# PAGE TEXT:
** Begin **

Data Pre-processing in Machine Learning

Tolulade Ademisoye
6 min readJan 20, 2024

A prequel to my recommender systems series

According to Technology Magazine and other sources, the global big data market is projected to be worth almost US$ 400bn by 2030. A quarter of 210 executives based in Europe & the USA reported profitability on their big data and analytics initiatives, while 12% reported losses on their initiatives, as per a Capgemini report.

By the Author- Tolulade Ademisoye

More than 60% of a data scientist or analyst’s time in data preparation is spent in pre-processing, particularly for raw data. Despite the critical nature of this phase, company executives or management might not provide the necessary support to turn that data into business value. So, what do you do? Strike a balance between the business and technical goals?

Join Semis today to network in AI & Bigtech

Data pre-processing is crucial in machine learning and determines the robustness and quality of your model. In simple terms, machine learning involves taking in raw data (text, audio, video, etc.) and learning its properties and behaviour to make predictions based on the learned history. However, before this process occurs, you need to ensure that the right and accurate data are used; otherwise, it will affect your results and the model.

Let’s delve into the fundamental process of data processing or pre-processing in machine learning. This write-up serves as a prequel to my series on look-alike machine modelling and recommender systems.

** End **

# STATED TASK:
Reproduce the passage of the data pre-processing article from "Join Semis today" up to and including "and the model.".

# SUPPLIED MATERIAL:
** Begin **

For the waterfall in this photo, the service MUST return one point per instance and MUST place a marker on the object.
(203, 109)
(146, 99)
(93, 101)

** End **

# SOLUTION TO THIS PROBLEM:
Join Semis today to network in AI & Bigtech

Data pre-processing is crucial in machine learning and determines the robustness and quality of your model. In simple terms, machine learning involves taking in raw data (text, audio, video, etc.) and learning its properties and behaviour to make predictions based on the learned history. However, before this process occurs, you need to ensure that the right and accurate data are used; otherwise, it will affect your results and the model.